WHAT YOU SHOULD DO: Which lines in the data contain the word "rock"? Please copy each of them.

++++++++

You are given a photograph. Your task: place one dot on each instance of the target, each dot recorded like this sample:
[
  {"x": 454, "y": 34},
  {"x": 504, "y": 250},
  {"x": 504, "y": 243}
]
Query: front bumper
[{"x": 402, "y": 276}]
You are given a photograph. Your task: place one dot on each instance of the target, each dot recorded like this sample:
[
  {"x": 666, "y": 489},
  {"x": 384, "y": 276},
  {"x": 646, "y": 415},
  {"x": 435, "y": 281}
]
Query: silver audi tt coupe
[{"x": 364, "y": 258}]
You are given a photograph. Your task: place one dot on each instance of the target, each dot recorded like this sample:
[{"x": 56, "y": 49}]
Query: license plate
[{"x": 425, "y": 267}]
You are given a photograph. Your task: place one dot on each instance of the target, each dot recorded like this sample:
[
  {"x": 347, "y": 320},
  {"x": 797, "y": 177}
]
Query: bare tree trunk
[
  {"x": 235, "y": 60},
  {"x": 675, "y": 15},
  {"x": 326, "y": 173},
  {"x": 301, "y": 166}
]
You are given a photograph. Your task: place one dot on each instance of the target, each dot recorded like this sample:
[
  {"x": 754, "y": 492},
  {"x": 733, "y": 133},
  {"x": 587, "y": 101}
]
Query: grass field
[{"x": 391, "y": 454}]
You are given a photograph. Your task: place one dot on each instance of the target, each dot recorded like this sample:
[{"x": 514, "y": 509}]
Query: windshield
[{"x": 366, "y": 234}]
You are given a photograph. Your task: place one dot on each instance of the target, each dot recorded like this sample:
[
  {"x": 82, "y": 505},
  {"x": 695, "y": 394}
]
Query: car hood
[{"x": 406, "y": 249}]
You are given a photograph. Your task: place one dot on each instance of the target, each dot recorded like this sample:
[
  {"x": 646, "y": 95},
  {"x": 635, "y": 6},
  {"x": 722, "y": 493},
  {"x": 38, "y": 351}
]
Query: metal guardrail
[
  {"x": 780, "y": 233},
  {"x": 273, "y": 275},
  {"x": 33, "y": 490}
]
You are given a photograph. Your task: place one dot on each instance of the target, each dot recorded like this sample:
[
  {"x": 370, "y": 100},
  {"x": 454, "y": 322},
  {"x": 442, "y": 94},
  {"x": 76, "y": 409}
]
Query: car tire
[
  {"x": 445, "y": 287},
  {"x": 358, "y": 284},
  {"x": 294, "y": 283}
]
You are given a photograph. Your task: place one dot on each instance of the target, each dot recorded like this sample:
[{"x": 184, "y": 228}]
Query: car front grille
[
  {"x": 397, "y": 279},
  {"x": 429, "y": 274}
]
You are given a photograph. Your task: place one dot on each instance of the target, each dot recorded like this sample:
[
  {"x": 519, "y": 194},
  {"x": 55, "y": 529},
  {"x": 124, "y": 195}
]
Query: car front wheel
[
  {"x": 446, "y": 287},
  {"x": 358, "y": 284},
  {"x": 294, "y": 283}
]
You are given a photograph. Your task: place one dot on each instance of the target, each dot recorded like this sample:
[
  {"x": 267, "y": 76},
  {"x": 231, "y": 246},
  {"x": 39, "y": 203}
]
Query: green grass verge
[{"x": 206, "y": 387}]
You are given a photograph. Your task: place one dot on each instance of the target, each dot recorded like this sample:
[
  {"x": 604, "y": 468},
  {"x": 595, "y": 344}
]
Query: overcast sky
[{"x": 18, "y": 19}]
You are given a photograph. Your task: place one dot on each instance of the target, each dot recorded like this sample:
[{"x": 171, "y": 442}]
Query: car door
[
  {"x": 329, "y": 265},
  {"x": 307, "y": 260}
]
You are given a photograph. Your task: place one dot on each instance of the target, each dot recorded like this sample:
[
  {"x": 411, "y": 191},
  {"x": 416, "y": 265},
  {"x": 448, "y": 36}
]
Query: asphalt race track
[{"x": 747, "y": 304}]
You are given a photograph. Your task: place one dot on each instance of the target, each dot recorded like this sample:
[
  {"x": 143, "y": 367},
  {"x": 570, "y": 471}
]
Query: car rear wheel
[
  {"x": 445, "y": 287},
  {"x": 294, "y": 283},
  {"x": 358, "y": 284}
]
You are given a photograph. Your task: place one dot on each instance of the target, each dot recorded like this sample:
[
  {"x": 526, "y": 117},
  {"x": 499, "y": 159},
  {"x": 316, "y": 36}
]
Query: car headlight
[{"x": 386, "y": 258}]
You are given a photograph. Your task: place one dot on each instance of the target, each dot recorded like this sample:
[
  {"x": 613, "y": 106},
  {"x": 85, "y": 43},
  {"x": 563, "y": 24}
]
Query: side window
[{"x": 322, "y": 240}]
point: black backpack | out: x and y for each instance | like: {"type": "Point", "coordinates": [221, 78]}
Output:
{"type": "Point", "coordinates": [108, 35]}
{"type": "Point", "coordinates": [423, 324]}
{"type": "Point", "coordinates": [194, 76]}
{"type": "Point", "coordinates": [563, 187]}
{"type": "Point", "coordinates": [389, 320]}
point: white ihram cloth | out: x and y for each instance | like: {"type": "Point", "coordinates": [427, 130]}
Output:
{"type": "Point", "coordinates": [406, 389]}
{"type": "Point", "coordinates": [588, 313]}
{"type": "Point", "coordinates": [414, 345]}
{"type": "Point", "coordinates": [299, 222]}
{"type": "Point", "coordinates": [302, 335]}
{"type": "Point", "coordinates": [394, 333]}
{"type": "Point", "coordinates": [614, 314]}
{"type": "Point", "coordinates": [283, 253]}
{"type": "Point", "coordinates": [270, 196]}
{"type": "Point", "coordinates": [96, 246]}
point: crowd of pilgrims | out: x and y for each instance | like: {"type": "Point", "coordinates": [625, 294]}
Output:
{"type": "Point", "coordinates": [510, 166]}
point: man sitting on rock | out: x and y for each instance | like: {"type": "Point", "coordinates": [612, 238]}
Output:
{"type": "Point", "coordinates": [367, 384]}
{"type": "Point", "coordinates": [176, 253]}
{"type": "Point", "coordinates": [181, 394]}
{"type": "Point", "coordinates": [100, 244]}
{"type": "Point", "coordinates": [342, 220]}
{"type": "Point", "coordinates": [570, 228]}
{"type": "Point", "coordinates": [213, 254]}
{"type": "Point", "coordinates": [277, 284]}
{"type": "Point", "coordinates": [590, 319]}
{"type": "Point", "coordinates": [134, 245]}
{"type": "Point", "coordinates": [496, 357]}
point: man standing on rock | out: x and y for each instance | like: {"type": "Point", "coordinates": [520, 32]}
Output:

++++++++

WRITTEN SOLUTION:
point: man sitting on rock | out: x and y for each instance | like: {"type": "Point", "coordinates": [612, 238]}
point: man standing on rock | out: x and y for each instance | like: {"type": "Point", "coordinates": [520, 32]}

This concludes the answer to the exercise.